** BEGIN SUPPLIED PASSAGE **
Be a Santa to a Senior

Emmy Henry, left, staffing coordinator, and Mary Atkinson, client care coordinator at Home Instead Senior Care in Fremont, wrap a gift for a senior. Home Instead is launching its “Be a Santa to a Senior” program.

Tammy Real-McKeighan Photos, Fremont Tribune

They don’t ask for much.

Sometimes all the seniors say they want is toilet paper, boxes of Jell-O or small cans of vegetables.

People like Mary Atkinson find that very sad — especially when the seniors are asking for these as Christmas gifts.

So Atkinson and other staffers then try to add some other special items as gifts given through the “Be a Santa to a Senior” program.

Once again this year, Home Instead Senior Care in Fremont is hosting a program in which area residents can buy Christmas gifts for about 300 seniors who otherwise might not get one.

The seniors’ names and what they’d like for Christmas are placed on ornament-type tags and hung on trees or wreaths at businesses in Fremont, Wahoo and Blair.

In Fremont, participating businesses are: Fremont Mall, 860 E. 23rd St.; Wise Olde Owl, 433 N. Main St., downtown; and First State Bank and Trust, 1965 E. Military Ave.

Shoppers select a tag or tags, buy the gifts and then bring them to the participating business or the Home Instead office.
** END SUPPLIED PASSAGE **
** BEGIN SOURCE DATA **
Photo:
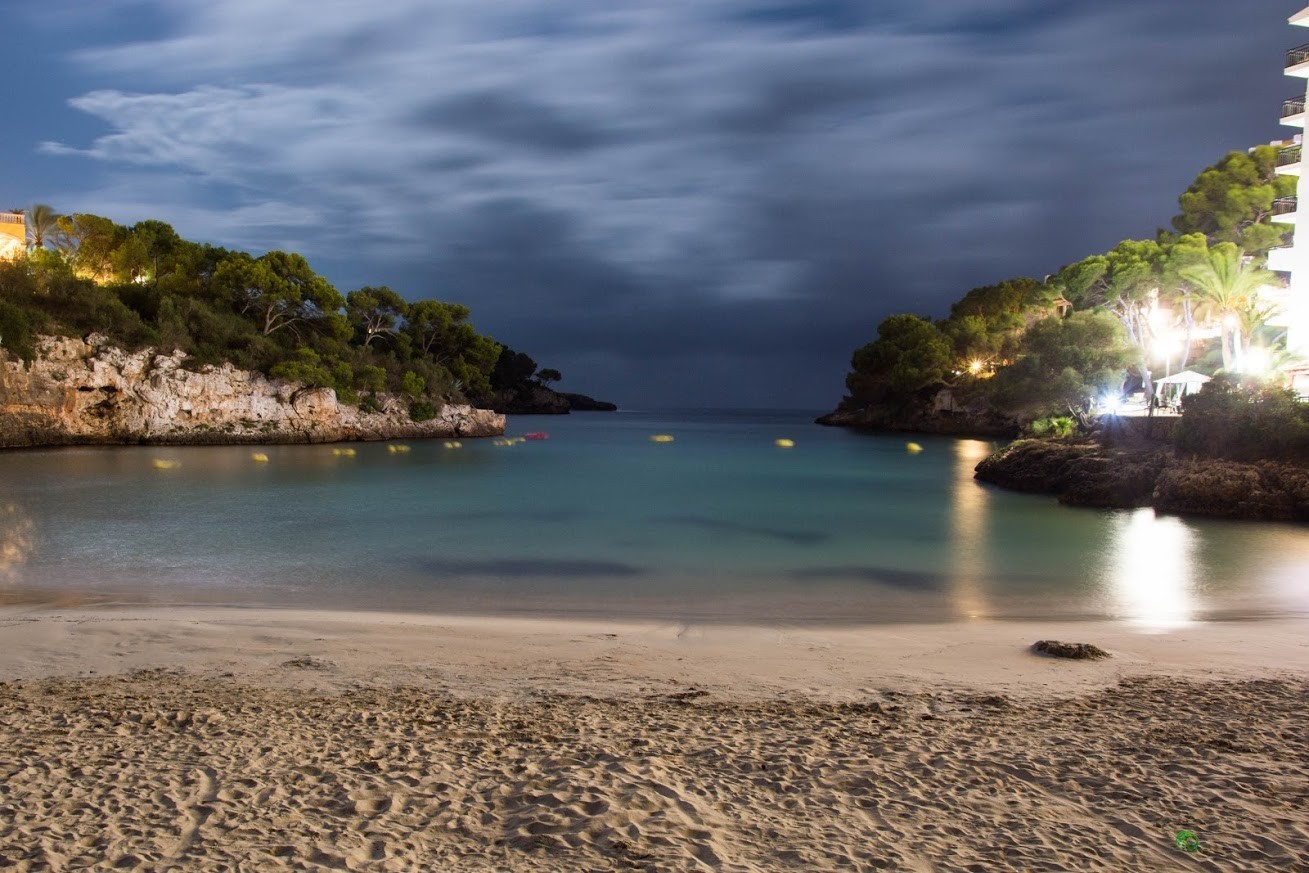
** END SOURCE DATA **
_GOAL_.
Proceed with the article on the "Be a Santa to a Senior" program, starting after its last sentence.

_REPLY_.
“We prefer that it (the gift or gifts) are not wrapped,” said Atkinson, the client care coordinator. “We want to make sure that everything that’s on the tag gets purchased. So if they’re not able to purchase everything on the tag, we will then supplement it.”

That way, the seniors can get pretty much everything they’ve requested.

“We also get monetary donations from either a facility or a church organization and we’ll use that money to buy extra gifts for those tags that don’t get chosen,” Atkinson said.

Carly Norton, administrative assistant, pointed out how sad it is when some seniors ask for things like toilet paper, tissues, paper towels or canned food items.

“It breaks your heart,” Atkinson agreed.

In those cases, Home Instead will supplement the gift requests.

“We’ll give them a lap blanket, a pair of slippers or perfume, if it’s a woman, so they can get something they didn’t expect, which is really what Christmas is all about. It shouldn’t be just about what you need,” Atkinson said.

After gifts are collected, Home Instead staffers wrap them and members of the public are invited to help. A wrapping party will start at 2 p.m. Dec. 20 at the Fremont Friendship Center.

Once the gifts are wrapped, they then will be taken to the different facilities so they can be distributed in time for Christmas.

“Christmas is about giving,” Atkinson said. “Some of them (the seniors) don’t have families — so to be able to do something for them to brighten their day and make their holiday season a little brighter is what the program is all about.”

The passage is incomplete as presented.